SOURCE DOCUMENT =>
┌──
Keywords: BMI, childhood obesity, clinical endpoints, clinical trials, growth chart, growth reference
Introduction
The change in BMI z-score is considered to be a standardized measure of weight change in children and adolescents.1 Studies have attempted to quantify a threshold of BMI z-score change required for meaningful improvements in obesity-related biomarkers and health outcomes,2–5 although no consensus has yet emerged. The US FDA and the European Medicines Agency (EMA) recommend a primary endpoint based on BMI for clinical studies of anti-obesity medications in pediatric populations, and the EMA specifically recommends the change in BMI z-score as the primary endpoint.6,7
Several national and international BMI-for-age growth references have been developed for applications in diverse populations and settings, resulting in a variety of reference populations and statistical methods being used for describing BMI distributions. BMI z-scores from different growth references are often considered comparable. For example, meta-analyses of obesity interventions4,5 often pool results from studies in which BMI z-scores are reported from a variety of different growth references without a critical evaluation of the implications. The US Preventive Services Task Force (USPSTF) relied, in part, on a meta-analysis of studies that used diverse growth references, such as CDC 2000, World Health Organization (WHO), and International Obesity Task Force (IOTF), for its recommendations for obesity screening and for comprehensive, intensive behavioral interventions in children and adolescents aged 6 years and older. The USPSTF concluded that a 0.15–0.25 reduction in BMI z-score is associated with improvements in cardiovascular and metabolic risk factors without citing any particular growth reference.1
The comparability among growth references for children and adolescents with obesity is uncertain. The goal of this study was to evaluate the impact of using BMI z-scores from different growth references on clinical study results by reanalyzing data from a single weight management clinical study in pubertal adolescents with obesity. Study results were compared using CDC 2000, CDC Extended, WHO, and IOTF BMI-for-age growth references. Percentile and z-score reference curves, as well as plots showing the relationship between BMI and BMI z-score using these four growth references, were explored to help in explaining the observed variability.
└──
Records from a data source
┌──
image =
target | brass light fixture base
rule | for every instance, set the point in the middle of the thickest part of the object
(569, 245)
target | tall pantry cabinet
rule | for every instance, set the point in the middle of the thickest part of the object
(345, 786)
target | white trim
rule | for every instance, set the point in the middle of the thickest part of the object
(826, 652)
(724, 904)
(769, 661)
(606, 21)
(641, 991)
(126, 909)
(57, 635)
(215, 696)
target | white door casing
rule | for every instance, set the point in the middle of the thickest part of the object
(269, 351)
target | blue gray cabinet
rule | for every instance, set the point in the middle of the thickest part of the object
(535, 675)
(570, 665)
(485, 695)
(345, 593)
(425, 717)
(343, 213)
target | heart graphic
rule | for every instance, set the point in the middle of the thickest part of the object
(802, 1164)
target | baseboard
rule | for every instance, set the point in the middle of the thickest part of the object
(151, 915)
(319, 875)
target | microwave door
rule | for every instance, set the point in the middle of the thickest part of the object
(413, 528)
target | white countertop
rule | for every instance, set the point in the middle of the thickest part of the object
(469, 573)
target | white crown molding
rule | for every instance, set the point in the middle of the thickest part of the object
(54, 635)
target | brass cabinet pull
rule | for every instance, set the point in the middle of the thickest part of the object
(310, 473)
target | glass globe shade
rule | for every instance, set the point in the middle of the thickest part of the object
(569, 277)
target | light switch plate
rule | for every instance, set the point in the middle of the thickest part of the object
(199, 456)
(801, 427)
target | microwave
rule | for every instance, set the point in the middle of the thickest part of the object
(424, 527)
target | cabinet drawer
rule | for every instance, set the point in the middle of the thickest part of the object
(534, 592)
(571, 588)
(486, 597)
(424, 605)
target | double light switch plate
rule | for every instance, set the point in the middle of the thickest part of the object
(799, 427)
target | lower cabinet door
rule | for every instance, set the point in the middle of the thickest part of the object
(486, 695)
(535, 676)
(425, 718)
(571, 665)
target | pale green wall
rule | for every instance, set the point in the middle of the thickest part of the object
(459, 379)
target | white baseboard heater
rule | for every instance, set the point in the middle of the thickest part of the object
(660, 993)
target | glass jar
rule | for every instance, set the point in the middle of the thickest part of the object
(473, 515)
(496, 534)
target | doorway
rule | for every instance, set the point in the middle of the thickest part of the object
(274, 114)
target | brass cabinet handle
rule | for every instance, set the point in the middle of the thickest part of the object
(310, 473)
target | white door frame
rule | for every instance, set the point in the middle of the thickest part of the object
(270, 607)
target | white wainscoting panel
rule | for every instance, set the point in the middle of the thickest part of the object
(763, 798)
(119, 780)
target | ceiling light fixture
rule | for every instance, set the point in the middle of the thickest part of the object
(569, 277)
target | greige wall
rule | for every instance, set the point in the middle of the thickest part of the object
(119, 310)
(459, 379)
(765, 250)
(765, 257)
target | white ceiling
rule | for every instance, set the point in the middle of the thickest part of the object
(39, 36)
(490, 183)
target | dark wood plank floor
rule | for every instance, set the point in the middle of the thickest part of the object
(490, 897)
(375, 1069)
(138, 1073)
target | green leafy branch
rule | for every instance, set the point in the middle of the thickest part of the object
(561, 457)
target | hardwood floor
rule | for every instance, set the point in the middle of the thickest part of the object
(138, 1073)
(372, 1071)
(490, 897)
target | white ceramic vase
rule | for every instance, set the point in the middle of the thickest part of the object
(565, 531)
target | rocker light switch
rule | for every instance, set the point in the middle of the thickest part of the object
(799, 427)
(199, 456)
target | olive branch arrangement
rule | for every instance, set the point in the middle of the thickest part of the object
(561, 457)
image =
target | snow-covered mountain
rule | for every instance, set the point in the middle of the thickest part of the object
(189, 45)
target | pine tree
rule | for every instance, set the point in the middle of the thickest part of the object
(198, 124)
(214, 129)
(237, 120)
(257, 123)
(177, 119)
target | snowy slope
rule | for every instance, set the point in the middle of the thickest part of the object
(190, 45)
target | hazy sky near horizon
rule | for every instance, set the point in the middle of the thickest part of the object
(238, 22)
└──
QUESTIONS =>
A. Render the following sentence from the passage on BMI z-score growth references into Spanish: "The comparability among growth references for children and adolescents with obesity is uncertain."
B. Proceed with the passage on BMI z-score growth references, writing the text that would follow its final sentence.

YOUR WRITTEN ANSWERS =>
A. La comparabilidad entre las referencias de crecimiento para niños y adolescentes con obesidad es incierta.

B.
Methods
This was a secondary analysis of a clinical study (Clinical-Trials.gov number NCT02918279) comparing liraglutide 3.0 mg once daily with placebo over 56 weeks among 251 adolescents aged 12–17 years with obesity.8 The primary endpoint of the original study was treatment difference in terms of BMI z-score (using the WHO growth reference) between liraglutide and placebo groups. For the current study, baseline weight status and change in BMI were expressed in terms of BMI (kg/m2) and BMI z-score with respect to four growth references: CDC 2000,9 CDC Extended,10 WHO,11 and IOTF.12 Although the primary analysis did not evaluate efficacy stratified by baseline weight status, the current analysis used the overall mean baseline BMI z-score (WHO) of 3.17 to divide study participants into high (≥3.17) baseline BMI z-score and low (<3.17) baseline BMI z-score subgroups to evaluate differences in the four growth references at high versus low BMI ranges. Differences between BMI change in liraglutide and placebo groups were calculated using mixed-effects models for repeated measurements according to intention-to-treat principles and included visit, treatment assignment, sex, region, baseline glycemic category, stratification factor for Tanner stage and interaction between baseline glycemic category and stratification factor for Tanner stage, baseline BMI z-score, and baseline age. All these factors and covariates were nested under visit, which is technically the same as introducing the corresponding interaction terms in the model. A compound symmetry covariance matrix for the BMI z-score measurements within the subject was used.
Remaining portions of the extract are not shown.